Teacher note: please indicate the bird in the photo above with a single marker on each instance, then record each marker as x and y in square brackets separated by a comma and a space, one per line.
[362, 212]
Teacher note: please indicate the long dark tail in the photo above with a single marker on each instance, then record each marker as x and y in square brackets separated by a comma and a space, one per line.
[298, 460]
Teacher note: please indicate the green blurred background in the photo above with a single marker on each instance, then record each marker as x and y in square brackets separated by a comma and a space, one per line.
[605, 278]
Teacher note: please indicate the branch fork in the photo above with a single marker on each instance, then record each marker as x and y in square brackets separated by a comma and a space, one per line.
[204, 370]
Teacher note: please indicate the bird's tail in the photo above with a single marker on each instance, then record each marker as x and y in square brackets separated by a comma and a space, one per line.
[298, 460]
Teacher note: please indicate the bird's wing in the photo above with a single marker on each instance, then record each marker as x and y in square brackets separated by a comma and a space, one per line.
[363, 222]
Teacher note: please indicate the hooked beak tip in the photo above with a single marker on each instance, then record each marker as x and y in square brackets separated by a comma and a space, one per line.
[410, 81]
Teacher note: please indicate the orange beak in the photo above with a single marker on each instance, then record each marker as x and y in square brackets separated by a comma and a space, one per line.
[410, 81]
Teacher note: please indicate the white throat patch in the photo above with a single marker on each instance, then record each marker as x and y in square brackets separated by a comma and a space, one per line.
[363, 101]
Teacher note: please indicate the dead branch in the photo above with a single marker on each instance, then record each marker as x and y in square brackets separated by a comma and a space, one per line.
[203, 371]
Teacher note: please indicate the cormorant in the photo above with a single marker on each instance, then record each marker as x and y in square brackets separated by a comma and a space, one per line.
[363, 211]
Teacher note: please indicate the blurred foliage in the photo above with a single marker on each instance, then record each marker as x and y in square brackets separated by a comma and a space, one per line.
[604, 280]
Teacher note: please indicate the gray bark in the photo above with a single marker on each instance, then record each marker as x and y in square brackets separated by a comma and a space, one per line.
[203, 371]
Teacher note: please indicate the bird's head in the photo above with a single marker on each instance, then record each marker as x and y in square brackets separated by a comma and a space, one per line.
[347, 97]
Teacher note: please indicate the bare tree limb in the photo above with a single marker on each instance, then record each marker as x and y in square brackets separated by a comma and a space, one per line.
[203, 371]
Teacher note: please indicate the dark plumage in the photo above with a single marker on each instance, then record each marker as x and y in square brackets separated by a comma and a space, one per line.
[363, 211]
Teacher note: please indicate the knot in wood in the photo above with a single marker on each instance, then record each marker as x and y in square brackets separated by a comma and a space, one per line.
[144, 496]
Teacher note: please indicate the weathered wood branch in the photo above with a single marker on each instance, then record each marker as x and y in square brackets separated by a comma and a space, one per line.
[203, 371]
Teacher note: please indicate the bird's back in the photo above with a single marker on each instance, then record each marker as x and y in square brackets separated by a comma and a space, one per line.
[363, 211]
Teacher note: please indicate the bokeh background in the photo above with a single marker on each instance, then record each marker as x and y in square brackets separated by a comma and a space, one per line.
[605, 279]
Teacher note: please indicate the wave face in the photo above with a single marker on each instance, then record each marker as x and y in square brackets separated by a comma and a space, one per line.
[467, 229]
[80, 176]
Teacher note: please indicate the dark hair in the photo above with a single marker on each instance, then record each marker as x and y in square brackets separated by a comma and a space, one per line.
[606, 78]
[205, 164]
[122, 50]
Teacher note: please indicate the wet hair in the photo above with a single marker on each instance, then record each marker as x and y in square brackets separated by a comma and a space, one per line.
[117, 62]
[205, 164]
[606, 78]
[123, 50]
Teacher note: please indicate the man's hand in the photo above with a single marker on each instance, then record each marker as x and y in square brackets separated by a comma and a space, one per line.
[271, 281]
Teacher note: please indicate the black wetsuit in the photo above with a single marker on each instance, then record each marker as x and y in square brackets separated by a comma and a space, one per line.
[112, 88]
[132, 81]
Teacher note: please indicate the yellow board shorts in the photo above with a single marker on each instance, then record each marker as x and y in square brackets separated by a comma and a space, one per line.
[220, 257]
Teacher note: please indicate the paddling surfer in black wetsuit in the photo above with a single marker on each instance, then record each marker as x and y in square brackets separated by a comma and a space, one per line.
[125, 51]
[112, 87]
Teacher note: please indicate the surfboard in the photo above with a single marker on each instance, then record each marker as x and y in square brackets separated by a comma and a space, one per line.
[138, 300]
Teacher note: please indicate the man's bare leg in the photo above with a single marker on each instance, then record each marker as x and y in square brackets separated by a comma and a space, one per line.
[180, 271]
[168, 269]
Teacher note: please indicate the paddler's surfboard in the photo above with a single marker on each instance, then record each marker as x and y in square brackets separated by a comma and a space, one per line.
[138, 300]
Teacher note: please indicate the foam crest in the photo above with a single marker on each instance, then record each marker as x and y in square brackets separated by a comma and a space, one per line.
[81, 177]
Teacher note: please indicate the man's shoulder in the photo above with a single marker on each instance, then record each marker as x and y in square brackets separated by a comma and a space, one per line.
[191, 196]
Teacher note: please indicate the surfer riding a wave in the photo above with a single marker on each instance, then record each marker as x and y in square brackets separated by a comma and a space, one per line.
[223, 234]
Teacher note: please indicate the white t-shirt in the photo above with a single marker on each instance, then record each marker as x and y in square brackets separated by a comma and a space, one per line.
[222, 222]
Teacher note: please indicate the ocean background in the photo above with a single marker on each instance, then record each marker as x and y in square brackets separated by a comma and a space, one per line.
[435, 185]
+ + +
Task item>
Could you reproduce every line of the listing exactly?

Result>
Teacher note: please indicate the bird in the photo above with a single marker on each instance, then record each marker as x and y in square brackets separated by a comma and a space, one per line.
[362, 212]
Teacher note: please indicate the long dark tail in the photo above with a single marker on each instance, then record each marker as x and y in square brackets separated by a comma and a space, one per line.
[298, 460]
Teacher note: please indicate the green blurred background in the photo above with a single marker on each instance, then record each marker as x and y in square brackets separated by a comma and a space, one per line.
[605, 278]
Teacher note: please indicate the branch fork in the photo above with a single marker on each instance, then record each marker as x and y in square brackets separated by a comma and a space, one per line.
[204, 370]
Teacher note: please indicate the bird's tail in the photo above with a single marker on each instance, then record each marker as x and y in square brackets separated by a comma and a space, one per line.
[298, 460]
Teacher note: please indicate the bird's wing in the photo above with a single marker on each instance, then record each marker as x and y in square brackets separated by a comma and a space, one per line.
[363, 222]
Teacher note: please indicate the hooked beak tip in the photo above with a single marker on each instance, then record each marker as x and y in square brackets separated by a comma and a space, one per line.
[410, 81]
Teacher note: please indicate the orange beak in the photo above with a single marker on each instance, then record each marker as x and y in square brackets separated by a comma and a space, one per line.
[410, 81]
Teacher note: please indicate the white throat patch in the photo above with a single marker on each instance, then record each marker as x and y in square brackets separated by a comma and a space, one per line.
[363, 101]
Teacher note: please indicate the dead branch in the photo above with a single marker on each instance, then record each marker as x and y in square brackets separated by a comma and a space, one per line.
[203, 371]
Teacher note: please indicate the cormorant in the photo above with a single marker on each instance, then record each marker as x and y in square brackets separated by a comma and a space, one per line.
[363, 211]
Teacher note: please indicate the blurred foliage in the photo above with a single marker on each instance, then record each marker as x and y in square brackets separated by a comma and a space, one per line.
[604, 280]
Teacher note: please indicate the gray bark in the photo above with a single marker on each instance, then record each marker as x and y in square brackets separated by a comma and a space, one per line.
[203, 371]
Teacher note: please indicate the bird's head in the photo above with a single marker on each instance, then record each marker as x and y in square brackets separated by a comma and a space, one per line.
[347, 97]
Teacher note: please indicate the bare tree limb in the photo above with a single marker on each instance, then record each marker as x and y in square brackets separated by a comma and a space, one per line.
[203, 371]
Teacher note: please indicate the dark plumage in the photo above with a single marker on each instance, then record each marker as x and y in square brackets separated by a comma and a space, one per line.
[363, 211]
Teacher note: please indicate the knot in wood in the photo above with a single marker on each instance, then record each marker as x and y in square brackets separated by a comma and a space, one per line.
[144, 496]
Teacher note: please indicate the weathered wood branch in the photo above with a single marker on each instance, then record each marker as x and y in square brackets separated by a comma and a space, one per line.
[203, 371]
Teacher note: please indicate the bird's back in the photo above with a single marker on each instance, then record each marker as x and y in square brackets separated by a comma and a space, one per line.
[363, 211]
Teacher note: please indicate the bokeh background in the photo above with a single marker on each instance, then record each marker as x and y in square brackets separated by a comma and a space, one per line.
[605, 279]
Teacher note: please indicate the wave face in the photo above with a single marker on each instance, then record each marker as x and y in square brackets separated by a comma and a space, one per line.
[467, 229]
[80, 176]
Teacher note: please indicate the dark hair in the photo above with a single marker on each instance, then record each marker as x and y in square brackets separated by a comma and a space, one per line.
[606, 78]
[205, 164]
[122, 50]
Teacher note: please indicate the wet hair in the photo above with a single marker on each instance, then record each marker as x and y in square brackets separated by a comma and a space, one per line.
[117, 62]
[205, 164]
[606, 78]
[123, 50]
Teacher note: please indicate the man's hand in the photo above with a single marker on each instance, then record each marker as x and y in square brackets separated by a comma and a space, one per line.
[271, 281]
Teacher note: please indicate the black wetsuit in the photo above with a single marker on each instance, then record each marker as x and y in square brackets separated by a comma and a space, one per line.
[112, 88]
[132, 81]
Teacher note: please indicate the yellow board shorts in the photo above with a single marker on each instance, then record each marker as x and y in square brackets separated by a comma and a space, one per line.
[220, 257]
Teacher note: please indicate the paddling surfer in black wetsuit in the photo above with a single marker on each instance, then record each marker as x and y in square brackets separated by a comma and a space, one per line.
[125, 51]
[112, 87]
Teacher note: please indicate the surfboard in the photo above with a single marker on each instance, then record each marker as x and y in square brackets separated by a comma and a space, one per line.
[138, 300]
Teacher note: please indicate the man's bare leg in the photo above with a single marker on each instance, then record each marker as x and y in square brackets separated by a comma and a space, one per line.
[180, 271]
[168, 269]
Teacher note: please indicate the paddler's surfboard in the photo above with a single marker on each instance, then record each marker as x and y in square brackets separated by a comma and a space, one per line.
[138, 300]
Teacher note: please indicate the foam crest in the photo above with a single marker on each instance, then record each marker as x and y in square brackets separated by a comma and a space, one per line.
[81, 177]
Teacher note: please indicate the man's shoulder in the photo above with a single marker on each instance, then record each marker as x and y in square brackets separated by a comma and a space, one per line.
[191, 196]
Teacher note: please indicate the surfer riding a wave in the photo above with a single marker on each instance, then record each marker as x and y in square brackets separated by a comma and a space, one per line.
[223, 234]
Teacher note: please indicate the white t-shirt in the photo above with a single marker on each instance, then record each marker as x and y in square brackets separated by a comma and a space, one per line.
[222, 222]
Teacher note: please indicate the ocean background in the photo above with a single marker on each instance, then record each marker as x and y in square brackets separated by a comma and a space, one per line.
[435, 185]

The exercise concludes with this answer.